━━━ INFORMATION SHOWN

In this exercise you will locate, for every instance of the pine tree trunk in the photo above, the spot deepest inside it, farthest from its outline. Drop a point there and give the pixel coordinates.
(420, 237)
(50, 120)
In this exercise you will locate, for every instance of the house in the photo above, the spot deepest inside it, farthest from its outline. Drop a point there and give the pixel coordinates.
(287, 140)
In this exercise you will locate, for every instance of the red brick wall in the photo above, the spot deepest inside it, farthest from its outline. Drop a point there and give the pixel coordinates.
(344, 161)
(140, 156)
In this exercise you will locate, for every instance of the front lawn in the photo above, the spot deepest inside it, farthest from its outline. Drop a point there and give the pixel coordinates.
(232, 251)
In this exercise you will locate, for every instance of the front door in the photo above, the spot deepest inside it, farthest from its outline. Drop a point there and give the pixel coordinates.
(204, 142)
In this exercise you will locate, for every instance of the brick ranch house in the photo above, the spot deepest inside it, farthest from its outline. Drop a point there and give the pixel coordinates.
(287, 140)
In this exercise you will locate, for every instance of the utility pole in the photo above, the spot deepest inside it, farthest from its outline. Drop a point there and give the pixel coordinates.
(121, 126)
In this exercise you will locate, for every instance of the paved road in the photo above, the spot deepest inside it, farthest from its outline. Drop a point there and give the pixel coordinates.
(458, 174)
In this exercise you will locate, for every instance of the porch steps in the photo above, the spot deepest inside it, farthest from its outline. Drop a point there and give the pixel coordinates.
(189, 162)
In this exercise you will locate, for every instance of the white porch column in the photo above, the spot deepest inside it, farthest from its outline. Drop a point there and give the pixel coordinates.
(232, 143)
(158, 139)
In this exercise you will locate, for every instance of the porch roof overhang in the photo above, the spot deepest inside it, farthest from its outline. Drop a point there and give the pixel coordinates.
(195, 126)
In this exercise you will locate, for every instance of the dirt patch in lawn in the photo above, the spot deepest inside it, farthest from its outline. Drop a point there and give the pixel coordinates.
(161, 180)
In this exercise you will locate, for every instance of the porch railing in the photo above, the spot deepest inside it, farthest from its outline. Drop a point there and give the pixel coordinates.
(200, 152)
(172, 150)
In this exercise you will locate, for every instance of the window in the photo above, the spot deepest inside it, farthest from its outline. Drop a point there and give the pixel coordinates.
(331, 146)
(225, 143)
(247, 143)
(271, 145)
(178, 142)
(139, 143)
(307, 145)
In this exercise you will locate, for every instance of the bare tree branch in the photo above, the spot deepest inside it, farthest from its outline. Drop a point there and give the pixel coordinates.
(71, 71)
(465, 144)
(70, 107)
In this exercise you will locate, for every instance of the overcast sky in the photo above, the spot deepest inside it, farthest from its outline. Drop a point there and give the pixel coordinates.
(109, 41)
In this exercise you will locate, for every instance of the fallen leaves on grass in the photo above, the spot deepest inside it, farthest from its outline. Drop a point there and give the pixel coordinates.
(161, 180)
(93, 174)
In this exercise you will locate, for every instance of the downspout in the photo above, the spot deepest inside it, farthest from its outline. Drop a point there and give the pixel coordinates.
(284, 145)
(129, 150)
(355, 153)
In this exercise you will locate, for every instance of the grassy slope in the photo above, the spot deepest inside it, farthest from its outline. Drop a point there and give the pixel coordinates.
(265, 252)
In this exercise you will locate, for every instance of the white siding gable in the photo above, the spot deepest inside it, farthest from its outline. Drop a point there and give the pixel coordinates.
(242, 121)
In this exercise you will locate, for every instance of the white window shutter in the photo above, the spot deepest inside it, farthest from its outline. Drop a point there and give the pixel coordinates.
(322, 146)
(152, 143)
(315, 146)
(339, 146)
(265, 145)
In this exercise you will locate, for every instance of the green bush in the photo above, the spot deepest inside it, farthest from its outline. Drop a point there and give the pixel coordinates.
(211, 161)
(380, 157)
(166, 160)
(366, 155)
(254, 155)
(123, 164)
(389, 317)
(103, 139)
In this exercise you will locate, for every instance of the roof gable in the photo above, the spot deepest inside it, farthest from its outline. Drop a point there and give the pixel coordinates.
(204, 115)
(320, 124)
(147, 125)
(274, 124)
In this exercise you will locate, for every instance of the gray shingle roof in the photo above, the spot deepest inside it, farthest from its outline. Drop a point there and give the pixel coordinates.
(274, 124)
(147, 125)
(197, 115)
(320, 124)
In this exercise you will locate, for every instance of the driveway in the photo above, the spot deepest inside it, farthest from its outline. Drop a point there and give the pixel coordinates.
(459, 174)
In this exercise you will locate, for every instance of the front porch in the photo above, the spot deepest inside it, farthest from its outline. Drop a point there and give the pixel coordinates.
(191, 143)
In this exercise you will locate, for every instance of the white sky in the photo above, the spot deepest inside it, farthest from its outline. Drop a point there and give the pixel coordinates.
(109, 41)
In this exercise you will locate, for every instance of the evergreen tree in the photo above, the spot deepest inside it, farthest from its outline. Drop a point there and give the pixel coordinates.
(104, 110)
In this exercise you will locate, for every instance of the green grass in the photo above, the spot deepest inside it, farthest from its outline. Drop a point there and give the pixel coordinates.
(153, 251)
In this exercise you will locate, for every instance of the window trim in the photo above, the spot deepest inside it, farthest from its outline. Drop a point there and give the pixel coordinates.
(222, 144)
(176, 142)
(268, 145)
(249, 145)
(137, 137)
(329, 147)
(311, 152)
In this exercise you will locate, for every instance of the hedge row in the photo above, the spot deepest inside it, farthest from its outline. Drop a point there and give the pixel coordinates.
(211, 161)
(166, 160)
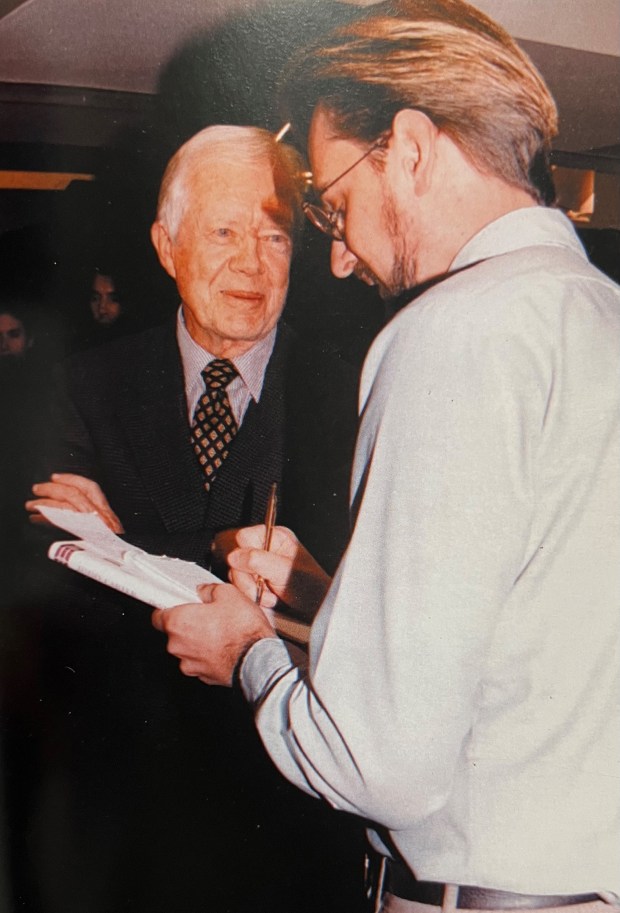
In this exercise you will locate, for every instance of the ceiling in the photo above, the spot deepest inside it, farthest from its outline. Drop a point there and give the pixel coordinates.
(117, 52)
(109, 88)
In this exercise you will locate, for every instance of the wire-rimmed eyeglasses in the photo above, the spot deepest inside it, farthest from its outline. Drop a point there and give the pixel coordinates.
(332, 221)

━━━━━━

▸ THE TASK: Please rewrite all the records with "pixel coordinates" swapped for "x-y position" and everything else left as it is, and leave out the pictures.

▸ IN RESPONSE:
In this exercise you will locate, for every instance of the pine tree trunk in the photo above, the spot deepest inside it, farthest from its outline. Drop a point there and give the x-y position.
(420, 237)
(50, 120)
In this exercise you will locate, for every instance of the house in the photo above, the spot deepest inside it, farthest from its outline. Drop a point there and give the x-y position.
(287, 140)
In this exercise you will locate, for every instance of the red brick wall in the photo above, the spot deepest inside it, farthest from its outline. Drop a point there and give the x-y position.
(344, 161)
(140, 156)
In this exercise you will locate, for every instance of the front lawn in the photo above, the spot deepest inside it, farthest from its outline. Drop a point there and give the x-y position.
(232, 251)
In this exercise you will locate, for every instance of the front door in the photo above, the spot deepest inside it, farthest from its outline. Drop a point there and give the x-y position.
(204, 142)
In this exercise you will locate, for every instance of the brick ranch house in the photo above, the spot deepest inside it, farthest from its outline. Drop a point there and give the x-y position.
(287, 140)
In this exercise you will locate, for every instance of the utility pole in the photo above, the spot deepest inside it, farthest from its outline. Drop a point there and give the x-y position.
(121, 126)
In this exercise you will locate, for every instance of the paved road in the photo above, the spot deepest inside it, farthest from its outline. Drop a point there and give the x-y position.
(458, 174)
In this exercise you will locate, for every instance of the porch steps in the photo above, the spot deepest inside it, farthest from its outline. Drop a point there and give the x-y position.
(189, 162)
In this exercise you will locate, for every instance of the white porch column in the photo above, the spot deepest inside it, farthest from its outline. Drop a point there and give the x-y position.
(232, 143)
(158, 139)
In this exercise you will locate, for every instance of the porch roof overhang in the photo above, the spot deepest inside it, farthest from its outline. Drop a point there and give the x-y position.
(195, 126)
In this exercise you will locate, for every instance of the dirt patch in lawn in the photo above, the spot deepest inside it, farthest from its outline. Drop a point there and give the x-y position.
(161, 180)
In this exercise you will locate, for every instance of the porch railing in the photo above, the spot deepest inside it, farthest from its outline. Drop a point there and give the x-y position.
(200, 152)
(172, 150)
In this exercise you will locate, for every instance of the window in the photo above, the spot deepest inside it, farthest from its outline. Drop a point there and give the x-y position.
(331, 146)
(225, 143)
(247, 143)
(271, 145)
(178, 142)
(139, 143)
(307, 145)
In this exercise you will locate, for every instance of the bare tree branch in the photo above, the spot deepest inside it, farthest from its outline. Drop a point there and give the x-y position.
(71, 71)
(465, 144)
(70, 107)
In this exercise you will locate, for every instance of the overcast sky in the photo above, the spot deepest inside it, farthest from its outline. Drop a point there and give the x-y position.
(109, 41)
In this exercise you will locate, for every instance of the fallen leaves on grass in the photo above, the spot deepest inside it, farthest from its outline. Drop a point there and give the x-y position.
(161, 180)
(93, 174)
In this exercise you will locate, for every instance of the downspout in the photo above, the spot deepest inside it, farthest from its outline. Drop a point there and give the x-y position.
(284, 145)
(129, 150)
(355, 153)
In this exercise you will locate, for every instance of the grassy slope in the photo above, the spot deepest inside it, farthest from its outline. Drop a point there and give the x-y position.
(265, 252)
In this exercise you will locate, for every instance of the white siding gable in the photo above, the spot deepest inside it, farthest from its outline. Drop a point there and give the x-y position.
(242, 121)
In this exercise you will locate, for every instance of the white window shutter in the photo above, the spot deepest inside it, farthest from its outline. Drop a point there and give the x-y position.
(322, 146)
(152, 143)
(315, 146)
(339, 146)
(265, 145)
In this exercise you will locate, for every instance of the green bush in the photo above, the spot deepest inside it, farthest from its outline. Drop a point there and give the x-y position.
(211, 161)
(380, 157)
(166, 160)
(366, 155)
(254, 155)
(123, 164)
(389, 317)
(103, 139)
In this exercise you will locate, for every instance of the roof gable in the photo above, the spot deepest inside it, farthest from its outline. Drop a point there and give the x-y position.
(204, 115)
(320, 124)
(147, 125)
(274, 124)
In this exercise you will locate, for every instance of the gray shingle roof in the photo above, the spot deepest inside it, farthest from its outline. Drop a point there and give the x-y position.
(274, 124)
(147, 125)
(197, 115)
(320, 124)
In this exercise you will locate, for every instance of the driveway in the photo above, the spot deepest inside it, farthest from its outline. Drop a point there and give the x-y position.
(459, 174)
In this exercise you will locate, for every instance of the front porch in the photo above, the spot deepest inside it, farthest from its outline. Drop a point there and give the x-y position.
(191, 143)
In this exercise you will locate, for every instance of the white sky in the photo above, the spot deepest inside it, farthest from its outline. Drop a point there and give the x-y position.
(109, 41)
In this exercise you will locate, for every instance of the evergreen tree in the photo above, the spot deepest inside it, farthest from its outline. Drop a point there and give the x-y position.
(104, 110)
In this exercise you will locate, for every instance of the green grass in the photo above, the spot deepest inside it, farthest from its outline. Drop a point there and give the x-y position.
(153, 251)
In this exercise you will locate, for every instance of the window trim in the photo above, the spot deepest inside it, farthest from its outline. Drop a point there and give the x-y position.
(222, 144)
(176, 142)
(268, 145)
(249, 145)
(137, 137)
(329, 147)
(311, 152)
In this exercise you will locate, for every instance of the hedge row in the photo above, the spot deepest inside it, farthest from its outline. Drop a point there and give the x-y position.
(211, 161)
(166, 160)
In this exercise you will locate, for every instance of the ceiling in the photo above, the spot deepest inside it, farthest from its outline. Drop a point there and give the x-y position.
(117, 52)
(109, 88)
In this exercise you will locate, for every instance of the wire-rimmed eyeglasses in the photo above, the spot deepest inside it, farthest from its outline. Drop a point there and give the x-y position.
(332, 221)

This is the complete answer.